■ WORK REQUIRED ■
Find every line in the data below that contains the string "green", and copy each one. Case counts.

↓

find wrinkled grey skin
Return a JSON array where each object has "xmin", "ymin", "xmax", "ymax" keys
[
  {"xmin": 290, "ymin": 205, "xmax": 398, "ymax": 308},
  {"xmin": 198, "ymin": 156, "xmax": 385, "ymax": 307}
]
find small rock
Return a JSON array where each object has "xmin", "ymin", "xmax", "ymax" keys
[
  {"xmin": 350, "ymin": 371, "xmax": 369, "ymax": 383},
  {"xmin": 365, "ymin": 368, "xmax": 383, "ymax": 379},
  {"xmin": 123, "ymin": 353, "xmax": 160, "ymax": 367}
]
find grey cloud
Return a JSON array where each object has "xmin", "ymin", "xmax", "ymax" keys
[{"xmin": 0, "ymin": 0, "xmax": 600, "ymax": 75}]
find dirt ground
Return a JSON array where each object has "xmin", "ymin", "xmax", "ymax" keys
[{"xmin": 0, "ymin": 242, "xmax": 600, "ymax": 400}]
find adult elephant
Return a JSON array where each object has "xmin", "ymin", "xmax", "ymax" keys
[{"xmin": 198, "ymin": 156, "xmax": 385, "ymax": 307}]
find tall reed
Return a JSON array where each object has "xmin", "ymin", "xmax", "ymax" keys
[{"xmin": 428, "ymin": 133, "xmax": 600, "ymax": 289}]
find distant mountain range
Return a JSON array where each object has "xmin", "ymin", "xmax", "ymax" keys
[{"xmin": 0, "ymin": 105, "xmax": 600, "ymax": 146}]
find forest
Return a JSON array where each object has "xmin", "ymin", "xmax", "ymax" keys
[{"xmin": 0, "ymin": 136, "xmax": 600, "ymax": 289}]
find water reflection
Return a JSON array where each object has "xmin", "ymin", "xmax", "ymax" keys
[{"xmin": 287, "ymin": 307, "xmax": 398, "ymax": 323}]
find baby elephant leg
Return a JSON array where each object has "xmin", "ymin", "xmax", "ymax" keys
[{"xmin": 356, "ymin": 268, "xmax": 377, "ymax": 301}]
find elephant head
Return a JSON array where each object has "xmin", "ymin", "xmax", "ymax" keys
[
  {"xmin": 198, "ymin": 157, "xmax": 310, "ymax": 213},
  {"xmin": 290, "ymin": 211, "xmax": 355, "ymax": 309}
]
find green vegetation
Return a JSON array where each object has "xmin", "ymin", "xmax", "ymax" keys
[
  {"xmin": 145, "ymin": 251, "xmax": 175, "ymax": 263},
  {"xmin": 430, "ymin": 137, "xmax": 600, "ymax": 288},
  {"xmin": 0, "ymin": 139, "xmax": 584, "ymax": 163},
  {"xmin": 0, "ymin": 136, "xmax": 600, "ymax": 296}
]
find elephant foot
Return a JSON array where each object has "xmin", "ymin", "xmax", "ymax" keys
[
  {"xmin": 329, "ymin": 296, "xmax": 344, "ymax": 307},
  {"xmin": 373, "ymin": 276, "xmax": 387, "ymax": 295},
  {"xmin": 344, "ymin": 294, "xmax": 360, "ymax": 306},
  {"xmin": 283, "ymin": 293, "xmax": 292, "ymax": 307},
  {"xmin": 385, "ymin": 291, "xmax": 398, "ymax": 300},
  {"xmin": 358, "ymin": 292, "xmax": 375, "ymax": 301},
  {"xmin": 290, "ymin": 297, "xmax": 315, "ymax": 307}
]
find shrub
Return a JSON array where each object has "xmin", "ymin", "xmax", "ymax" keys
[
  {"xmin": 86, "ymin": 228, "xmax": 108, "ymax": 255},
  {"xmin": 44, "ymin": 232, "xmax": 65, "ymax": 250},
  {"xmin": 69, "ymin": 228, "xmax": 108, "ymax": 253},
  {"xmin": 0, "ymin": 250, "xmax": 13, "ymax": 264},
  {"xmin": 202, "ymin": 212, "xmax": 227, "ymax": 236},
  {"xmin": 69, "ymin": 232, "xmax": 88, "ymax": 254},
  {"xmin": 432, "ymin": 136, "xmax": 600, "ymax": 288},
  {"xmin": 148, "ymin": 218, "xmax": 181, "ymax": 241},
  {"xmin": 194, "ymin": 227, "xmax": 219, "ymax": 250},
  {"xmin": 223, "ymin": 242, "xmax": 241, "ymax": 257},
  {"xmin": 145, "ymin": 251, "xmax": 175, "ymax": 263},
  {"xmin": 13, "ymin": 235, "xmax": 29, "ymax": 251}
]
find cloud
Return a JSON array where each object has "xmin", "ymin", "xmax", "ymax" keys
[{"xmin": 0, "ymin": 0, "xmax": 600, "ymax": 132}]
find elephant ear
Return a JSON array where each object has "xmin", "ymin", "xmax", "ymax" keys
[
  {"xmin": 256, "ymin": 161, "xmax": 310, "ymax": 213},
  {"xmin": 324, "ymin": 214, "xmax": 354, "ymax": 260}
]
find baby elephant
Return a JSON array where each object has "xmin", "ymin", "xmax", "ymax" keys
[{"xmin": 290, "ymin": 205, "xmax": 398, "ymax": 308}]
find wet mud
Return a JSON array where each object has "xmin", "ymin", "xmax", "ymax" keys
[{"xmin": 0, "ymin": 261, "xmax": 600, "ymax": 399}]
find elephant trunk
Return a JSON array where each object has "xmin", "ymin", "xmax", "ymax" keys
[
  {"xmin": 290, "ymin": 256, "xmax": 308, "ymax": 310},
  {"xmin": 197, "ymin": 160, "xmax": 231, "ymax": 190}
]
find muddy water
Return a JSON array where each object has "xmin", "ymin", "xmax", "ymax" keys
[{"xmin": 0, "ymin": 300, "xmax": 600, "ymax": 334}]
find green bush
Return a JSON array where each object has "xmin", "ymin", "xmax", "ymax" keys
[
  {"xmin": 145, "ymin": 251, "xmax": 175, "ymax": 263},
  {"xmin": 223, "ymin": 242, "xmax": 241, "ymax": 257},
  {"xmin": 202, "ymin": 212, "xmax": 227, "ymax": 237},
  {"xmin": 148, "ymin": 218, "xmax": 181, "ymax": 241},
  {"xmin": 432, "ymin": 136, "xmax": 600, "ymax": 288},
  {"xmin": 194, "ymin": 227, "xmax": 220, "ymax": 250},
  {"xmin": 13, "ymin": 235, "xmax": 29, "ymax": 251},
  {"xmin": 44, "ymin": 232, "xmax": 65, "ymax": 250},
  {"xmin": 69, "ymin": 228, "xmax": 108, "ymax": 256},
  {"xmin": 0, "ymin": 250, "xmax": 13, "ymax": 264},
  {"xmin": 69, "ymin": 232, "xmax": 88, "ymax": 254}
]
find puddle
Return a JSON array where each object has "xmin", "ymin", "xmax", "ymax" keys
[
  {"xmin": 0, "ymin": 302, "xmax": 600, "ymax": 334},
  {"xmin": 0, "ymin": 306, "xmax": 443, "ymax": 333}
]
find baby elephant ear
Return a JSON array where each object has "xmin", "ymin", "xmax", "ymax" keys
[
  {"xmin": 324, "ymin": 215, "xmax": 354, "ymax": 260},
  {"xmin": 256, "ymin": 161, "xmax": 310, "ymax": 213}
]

↑

■ RESPONSE TO THIS TASK ■
find green vegetation
find green bush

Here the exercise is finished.